Start of SUPPLIED RECORDS

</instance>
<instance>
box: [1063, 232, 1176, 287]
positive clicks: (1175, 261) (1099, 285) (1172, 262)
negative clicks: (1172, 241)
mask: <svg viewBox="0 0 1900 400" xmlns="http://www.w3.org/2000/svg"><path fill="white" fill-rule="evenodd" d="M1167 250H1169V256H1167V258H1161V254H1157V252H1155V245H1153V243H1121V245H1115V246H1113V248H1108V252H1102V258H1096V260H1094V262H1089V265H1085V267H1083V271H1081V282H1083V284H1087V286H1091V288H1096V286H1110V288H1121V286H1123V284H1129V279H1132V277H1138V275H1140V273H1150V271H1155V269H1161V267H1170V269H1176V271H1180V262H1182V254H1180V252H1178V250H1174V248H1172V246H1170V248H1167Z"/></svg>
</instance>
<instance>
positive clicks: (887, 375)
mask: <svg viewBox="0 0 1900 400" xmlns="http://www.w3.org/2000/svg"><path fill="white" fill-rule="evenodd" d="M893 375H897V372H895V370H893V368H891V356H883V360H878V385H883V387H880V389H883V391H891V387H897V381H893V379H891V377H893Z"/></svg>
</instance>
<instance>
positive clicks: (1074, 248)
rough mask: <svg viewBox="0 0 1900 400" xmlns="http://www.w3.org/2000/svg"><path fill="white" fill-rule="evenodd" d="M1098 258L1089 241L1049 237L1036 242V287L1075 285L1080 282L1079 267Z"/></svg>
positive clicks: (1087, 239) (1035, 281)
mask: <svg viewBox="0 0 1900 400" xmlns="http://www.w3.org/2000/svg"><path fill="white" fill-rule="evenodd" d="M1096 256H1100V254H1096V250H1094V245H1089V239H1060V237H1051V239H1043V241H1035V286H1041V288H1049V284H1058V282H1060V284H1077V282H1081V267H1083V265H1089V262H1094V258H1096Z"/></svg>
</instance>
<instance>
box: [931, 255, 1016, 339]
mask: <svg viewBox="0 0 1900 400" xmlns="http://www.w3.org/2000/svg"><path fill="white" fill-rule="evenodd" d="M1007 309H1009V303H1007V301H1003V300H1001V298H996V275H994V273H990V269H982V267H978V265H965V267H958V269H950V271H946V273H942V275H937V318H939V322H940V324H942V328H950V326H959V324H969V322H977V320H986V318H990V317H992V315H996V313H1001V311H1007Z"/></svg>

End of SUPPLIED RECORDS

* _WORK ORDER_:
All lines above from the line with "box: [1063, 232, 1176, 287]" through the line with "positive clicks: (1175, 261)", both included, are to be set down exactly, with nothing else.

* _EXPECTED OUTPUT_:
box: [1063, 232, 1176, 287]
positive clicks: (1175, 261) (1099, 285) (1172, 262)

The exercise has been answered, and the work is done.